Problem to work on
Exactly as written, output the lines below starting from the first and ending with the line that contains "TARGET: utility pole"; omit pictures.

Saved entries
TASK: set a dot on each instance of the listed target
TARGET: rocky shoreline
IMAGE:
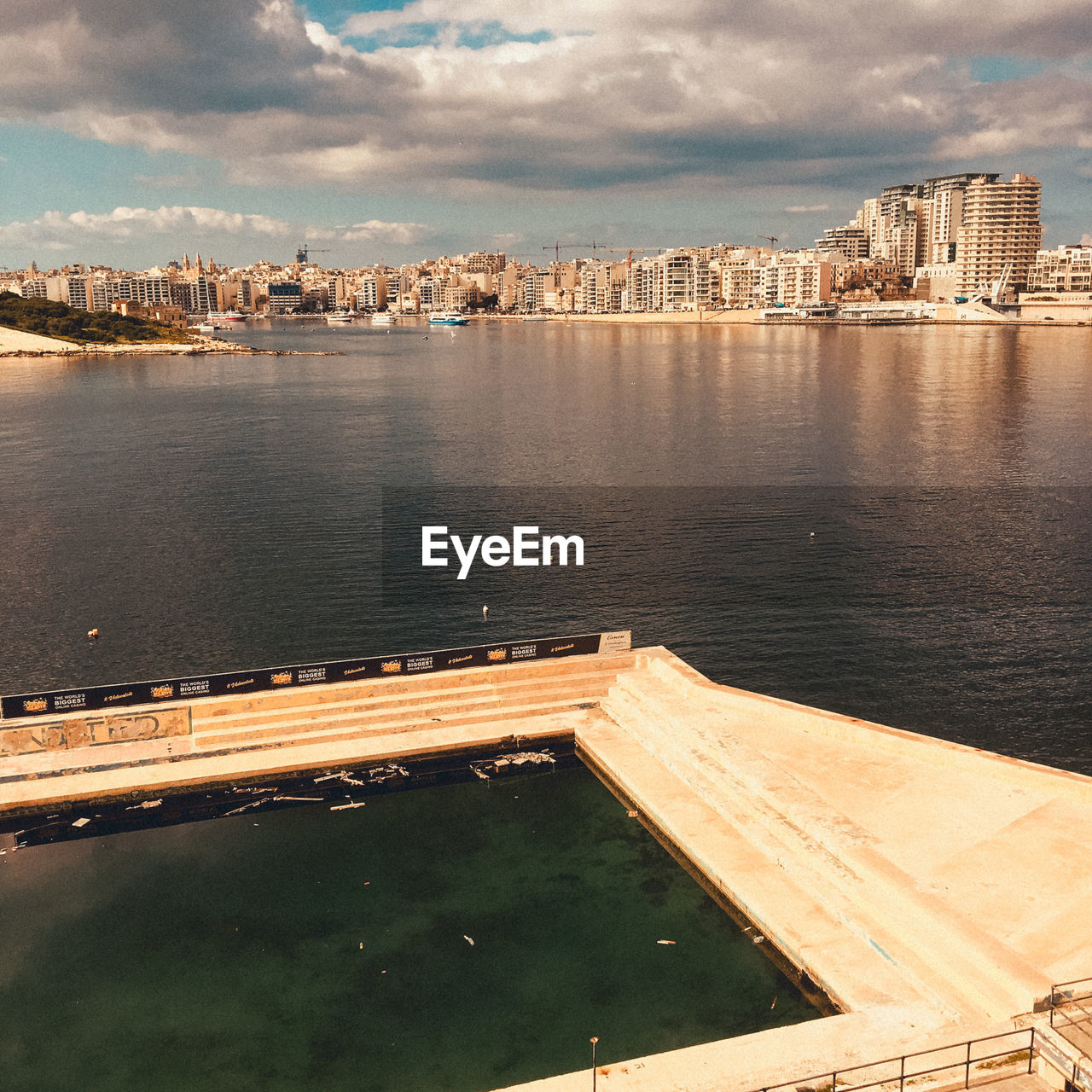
(19, 343)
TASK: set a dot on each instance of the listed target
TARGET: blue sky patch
(996, 69)
(492, 33)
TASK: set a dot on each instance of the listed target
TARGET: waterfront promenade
(931, 892)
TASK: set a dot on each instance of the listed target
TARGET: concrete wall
(67, 733)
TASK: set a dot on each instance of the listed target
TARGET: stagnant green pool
(465, 937)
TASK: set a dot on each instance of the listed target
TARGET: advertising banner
(276, 678)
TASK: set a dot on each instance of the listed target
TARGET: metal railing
(959, 1056)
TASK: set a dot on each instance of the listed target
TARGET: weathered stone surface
(96, 729)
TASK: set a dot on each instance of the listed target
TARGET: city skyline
(378, 133)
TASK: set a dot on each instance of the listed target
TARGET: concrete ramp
(929, 890)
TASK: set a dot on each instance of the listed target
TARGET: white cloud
(57, 230)
(599, 93)
(375, 230)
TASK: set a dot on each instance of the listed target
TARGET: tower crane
(558, 247)
(629, 252)
(303, 250)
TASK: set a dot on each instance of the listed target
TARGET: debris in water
(253, 804)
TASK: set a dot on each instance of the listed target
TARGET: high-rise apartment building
(1067, 269)
(1001, 229)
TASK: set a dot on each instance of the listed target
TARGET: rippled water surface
(217, 512)
(892, 523)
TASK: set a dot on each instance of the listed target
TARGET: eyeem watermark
(526, 549)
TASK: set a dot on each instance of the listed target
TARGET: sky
(135, 131)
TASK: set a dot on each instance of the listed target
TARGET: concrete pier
(932, 892)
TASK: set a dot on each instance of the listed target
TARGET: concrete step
(819, 841)
(530, 717)
(324, 694)
(288, 733)
(397, 700)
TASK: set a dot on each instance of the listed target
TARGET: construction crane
(558, 247)
(629, 252)
(303, 252)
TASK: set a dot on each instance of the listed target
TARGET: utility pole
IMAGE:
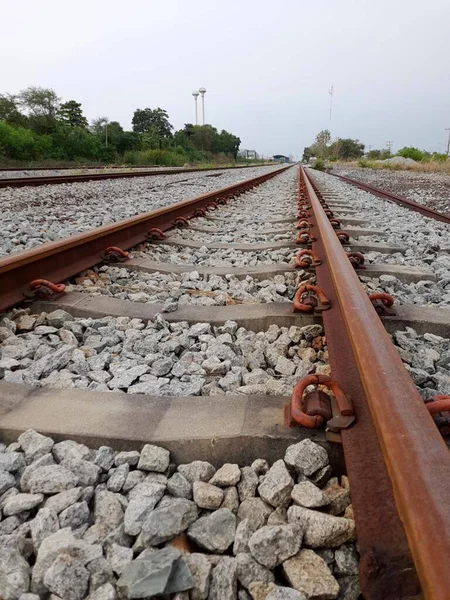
(330, 91)
(196, 95)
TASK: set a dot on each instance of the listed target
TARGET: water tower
(195, 94)
(202, 93)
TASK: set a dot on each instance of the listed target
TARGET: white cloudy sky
(267, 66)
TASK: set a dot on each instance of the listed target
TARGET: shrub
(319, 164)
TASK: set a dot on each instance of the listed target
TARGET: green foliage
(71, 114)
(42, 105)
(154, 157)
(35, 126)
(319, 164)
(414, 153)
(439, 157)
(346, 149)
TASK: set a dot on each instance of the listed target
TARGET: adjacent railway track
(400, 200)
(397, 461)
(58, 179)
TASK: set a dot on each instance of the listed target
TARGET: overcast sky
(267, 66)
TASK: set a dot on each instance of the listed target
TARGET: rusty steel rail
(397, 462)
(62, 259)
(58, 179)
(400, 200)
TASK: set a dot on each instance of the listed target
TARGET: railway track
(15, 182)
(198, 282)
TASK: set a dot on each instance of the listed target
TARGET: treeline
(36, 126)
(347, 149)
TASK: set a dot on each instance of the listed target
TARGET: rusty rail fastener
(155, 234)
(180, 222)
(304, 224)
(315, 408)
(198, 212)
(115, 254)
(307, 259)
(310, 298)
(304, 238)
(382, 303)
(45, 290)
(343, 237)
(357, 259)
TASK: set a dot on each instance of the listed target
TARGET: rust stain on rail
(415, 455)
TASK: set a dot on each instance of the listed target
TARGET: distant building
(280, 158)
(252, 154)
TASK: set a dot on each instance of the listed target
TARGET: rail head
(416, 457)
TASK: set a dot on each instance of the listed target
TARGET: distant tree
(41, 105)
(414, 153)
(346, 149)
(154, 122)
(71, 113)
(9, 110)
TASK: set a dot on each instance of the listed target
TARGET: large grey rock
(244, 532)
(207, 496)
(255, 510)
(44, 461)
(306, 457)
(45, 523)
(7, 481)
(346, 561)
(63, 500)
(249, 570)
(87, 472)
(321, 530)
(14, 574)
(310, 575)
(230, 499)
(277, 485)
(285, 593)
(179, 486)
(105, 457)
(67, 578)
(165, 523)
(154, 458)
(228, 474)
(51, 480)
(75, 515)
(12, 461)
(21, 502)
(143, 499)
(61, 542)
(198, 470)
(248, 483)
(118, 557)
(156, 573)
(273, 544)
(200, 568)
(104, 592)
(34, 444)
(307, 494)
(223, 584)
(214, 532)
(118, 478)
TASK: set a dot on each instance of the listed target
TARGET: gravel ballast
(158, 358)
(33, 215)
(426, 243)
(96, 524)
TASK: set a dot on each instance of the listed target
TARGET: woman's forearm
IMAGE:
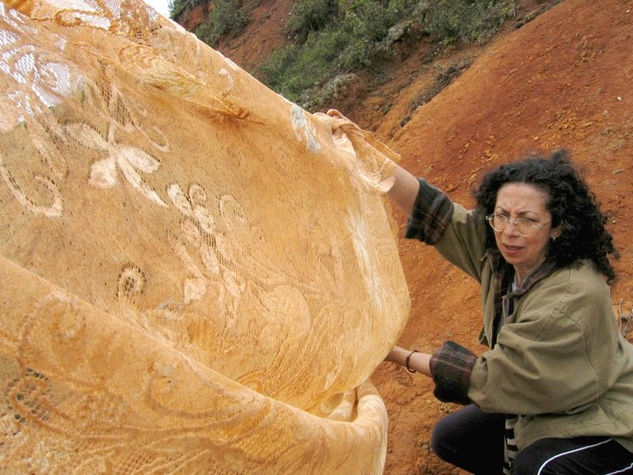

Exercise output
TASK: set a dot on each instance of the listed target
TARGET: rocky shoreline
IMAGE:
(19, 343)
TASK: set a dot on each instance of the listed target
TARGET: blue sky patch
(996, 69)
(492, 33)
TASK: set a dot on each instance of the listed target
TARGET: waterfront promenade
(931, 892)
TASK: set a dot on each instance of the listed target
TARGET: concrete wall
(67, 733)
TASK: set a dot on each instance of the listed target
TARGET: stagnant green pool
(465, 937)
TASK: set a dot on each instance of the listed target
TARGET: advertising banner
(276, 678)
TASK: set a dot on each instance of the listed target
TARGET: metal railing
(959, 1056)
TASK: set a dot on each instance of the listed target
TARGET: weathered stone surface
(96, 729)
TASK: set a dot on each instance of the listed target
TARGET: city skyline
(378, 133)
TASK: set a dot on each instance of the listed target
TARGET: concrete ramp
(929, 890)
TASK: set a dot on each instance of the listed target
TARGET: white cloud
(57, 230)
(599, 93)
(375, 230)
TASK: set a dot on each instance of the listed target
TARGET: tower crane
(558, 247)
(629, 252)
(303, 250)
TASK: set a dot on each instance of the listed target
TARGET: debris in water
(253, 804)
TASK: set a dot on each instance of the listed target
TARGET: high-rise apartment building
(1067, 269)
(1001, 229)
TASK: set a dot on each instance of the listed target
TARGET: rippled water surface
(217, 512)
(892, 523)
TASK: set a dot on each instance of the listed target
TARGET: eyeem watermark
(526, 549)
TASK: set a dot on each instance of the listed target
TARGET: sky
(135, 131)
TASK: set a dot on each instance of the listed target
TARGET: concrete pier
(932, 892)
TASK: set a dot on each instance of the listed target
TARGET: concrete step
(819, 841)
(530, 717)
(324, 694)
(288, 733)
(397, 700)
TASK: set a dot on each instance of the listed target
TARGET: construction crane
(558, 247)
(629, 252)
(303, 252)
TASK: set a dot on each instance of the listed target
TARGET: utility pole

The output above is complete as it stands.